### ROWS
......
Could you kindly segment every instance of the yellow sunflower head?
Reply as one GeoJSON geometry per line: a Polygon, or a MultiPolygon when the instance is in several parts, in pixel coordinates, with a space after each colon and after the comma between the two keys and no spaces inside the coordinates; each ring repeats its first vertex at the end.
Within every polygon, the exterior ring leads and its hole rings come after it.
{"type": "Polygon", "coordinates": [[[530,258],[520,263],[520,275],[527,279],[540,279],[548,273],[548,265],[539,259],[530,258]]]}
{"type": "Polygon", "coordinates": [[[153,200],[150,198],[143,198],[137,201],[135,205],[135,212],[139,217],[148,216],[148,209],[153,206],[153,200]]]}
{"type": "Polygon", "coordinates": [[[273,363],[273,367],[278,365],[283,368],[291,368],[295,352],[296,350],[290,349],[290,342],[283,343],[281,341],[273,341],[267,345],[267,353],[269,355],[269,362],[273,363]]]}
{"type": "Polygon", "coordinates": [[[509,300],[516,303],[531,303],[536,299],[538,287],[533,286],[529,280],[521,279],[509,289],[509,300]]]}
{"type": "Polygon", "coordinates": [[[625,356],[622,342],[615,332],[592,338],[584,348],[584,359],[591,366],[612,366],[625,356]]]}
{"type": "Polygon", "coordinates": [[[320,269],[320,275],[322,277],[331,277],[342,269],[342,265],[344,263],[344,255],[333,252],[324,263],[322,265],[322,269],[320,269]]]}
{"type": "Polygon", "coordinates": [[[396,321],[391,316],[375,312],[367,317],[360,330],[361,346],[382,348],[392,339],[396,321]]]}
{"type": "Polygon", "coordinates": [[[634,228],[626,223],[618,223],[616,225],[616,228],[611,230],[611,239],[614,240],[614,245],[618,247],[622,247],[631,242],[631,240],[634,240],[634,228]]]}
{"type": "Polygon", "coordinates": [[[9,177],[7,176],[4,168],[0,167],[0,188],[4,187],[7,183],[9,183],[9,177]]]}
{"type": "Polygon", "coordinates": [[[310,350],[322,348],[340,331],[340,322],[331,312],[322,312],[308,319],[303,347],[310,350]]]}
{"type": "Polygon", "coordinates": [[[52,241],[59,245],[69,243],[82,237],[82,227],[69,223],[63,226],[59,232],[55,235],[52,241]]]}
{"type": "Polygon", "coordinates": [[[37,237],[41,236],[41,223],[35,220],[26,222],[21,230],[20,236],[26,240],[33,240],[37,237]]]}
......
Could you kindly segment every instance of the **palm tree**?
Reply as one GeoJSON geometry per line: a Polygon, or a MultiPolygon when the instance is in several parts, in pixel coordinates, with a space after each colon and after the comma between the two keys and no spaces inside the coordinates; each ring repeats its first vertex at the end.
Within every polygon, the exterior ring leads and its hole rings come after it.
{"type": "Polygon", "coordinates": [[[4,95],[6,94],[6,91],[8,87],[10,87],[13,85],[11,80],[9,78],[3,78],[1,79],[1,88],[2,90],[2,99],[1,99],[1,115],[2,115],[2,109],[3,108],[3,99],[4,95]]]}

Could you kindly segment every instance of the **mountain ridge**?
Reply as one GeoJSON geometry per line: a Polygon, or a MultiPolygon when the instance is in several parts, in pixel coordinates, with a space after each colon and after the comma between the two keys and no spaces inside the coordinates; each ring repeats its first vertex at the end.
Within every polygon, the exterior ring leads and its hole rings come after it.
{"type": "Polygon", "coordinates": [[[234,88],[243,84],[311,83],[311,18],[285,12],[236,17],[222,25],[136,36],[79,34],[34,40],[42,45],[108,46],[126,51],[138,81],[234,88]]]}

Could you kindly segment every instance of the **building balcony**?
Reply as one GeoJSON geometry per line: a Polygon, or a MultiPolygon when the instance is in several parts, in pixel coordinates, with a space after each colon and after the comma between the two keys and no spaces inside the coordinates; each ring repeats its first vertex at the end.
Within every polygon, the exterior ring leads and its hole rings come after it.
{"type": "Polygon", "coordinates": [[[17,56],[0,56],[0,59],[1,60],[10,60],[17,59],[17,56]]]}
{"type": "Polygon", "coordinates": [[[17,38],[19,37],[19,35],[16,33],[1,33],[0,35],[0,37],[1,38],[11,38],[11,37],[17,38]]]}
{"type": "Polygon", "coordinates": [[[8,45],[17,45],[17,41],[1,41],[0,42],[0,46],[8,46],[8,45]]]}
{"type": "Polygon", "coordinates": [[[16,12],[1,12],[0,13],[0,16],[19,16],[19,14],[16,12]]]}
......
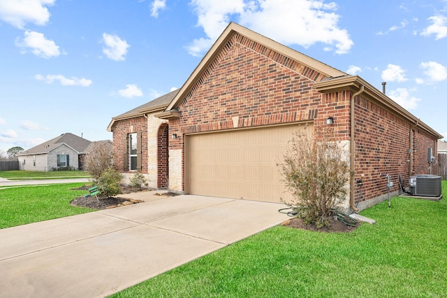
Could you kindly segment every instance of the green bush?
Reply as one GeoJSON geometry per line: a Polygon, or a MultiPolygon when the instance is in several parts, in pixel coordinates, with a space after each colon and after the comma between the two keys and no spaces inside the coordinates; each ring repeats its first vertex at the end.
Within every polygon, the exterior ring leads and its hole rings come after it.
......
### TASK STATEMENT
Return every line in the rows above that contains the word "segment".

### EXERCISE RESULT
Could you kindly segment every instance of the yellow sunflower head?
Could you kindly segment every instance of the **palm tree**?
Could you kindly segment every instance of the **mountain ridge**?
Could you kindly segment every instance of the **building balcony**?
Could you kindly segment every instance of the green bush?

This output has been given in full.